2017: Mehr zu Schilddrüsenkrebs

Fukushima: 2011-03-11  -   2017-03-11
Sechs Jahre Danach

Follow Up on Thyroid Cancer!
Patient Group Voices Opposition to Scaling Down the Fukushima Prefectural Health Survey¹

Aihara Hiroko
Translation by Yuki Miyamoto
Introduction by Eiichiro Ochiai

INTRODUCTION
More than five years have elapsed since the great earthquake and the accompanying huge tsunami (on 3.11 of 2011), and its subsequent disaster at the Fukushima Dai-ichi Nuclear Power Plant of the Tokyo Electric Power Co. Three nuclear reactors there underwent explosions and another, though without explosion, was highly damaged. A large amount of radioactive material has been and is still being released as a result of the accidents.

Aside from the very difficult issues of how to deal with the melted nuclear fuel rods and with the increasing amount of contaminated water, people all over Japan, particularly those in Fukushima prefecture, are concerned with the effects of radiation on human health from the released radioactive material.

Extracted data entries:
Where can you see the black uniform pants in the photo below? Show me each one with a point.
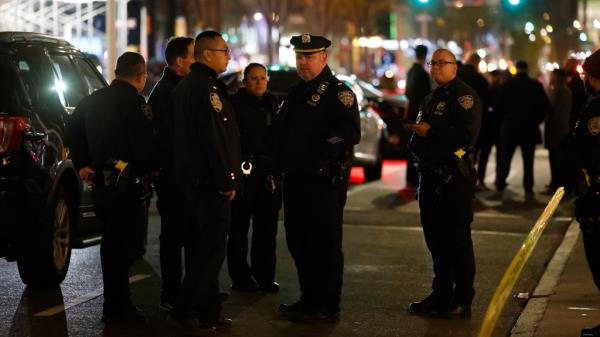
(205, 239)
(446, 216)
(507, 150)
(313, 216)
(171, 238)
(261, 205)
(123, 218)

» **EXERCISES TO COMPLETE**:
1 > Rewrite the paragraph beginning "More than five years have elapsed" in the Fukushima health survey text as a short list of its main facts.
2 > Extend the Fukushima health survey text, picking up right after its last sentence.

» **EXERCISE RESPONSES**:
1 >
- More than five years have passed since the great earthquake and huge tsunami of 3.11 (2011) and the resulting disaster at the Tokyo Electric Power Co.'s Fukushima Dai-ichi Nuclear Power Plant.
- Three reactors there exploded, and a fourth was badly damaged without exploding.
- The accidents released a large amount of radioactive material, and the release is still going on.

2 >
One disease, childhood thyroid cancer, has been recognized even by the authorities including the International Atomic Energy Agency (IAEA) and International Commission of Radiation Protection (ICRP), as the result of radiation released by the 1986 Chernobyl disaster in today’s Ukraine. Hence Fukushima Prefecture initiated a health survey of Fukushima citizens, including evacuees, that included scanning for thyroid abnormalities of all children under age 18 at the time of the accidents. It turned out that a large number of children have contracted thyroid cancers over the last five years: 172 out of ca. 380,000 children by the end of 2015. The majority of them have undergone surgery, and many have been found to have metastasized. This number , and the annual rate per 1,000,000, ca 90, is unusually high, compared with the rate 1 to 3 per 1,000,000 under normal circumstances.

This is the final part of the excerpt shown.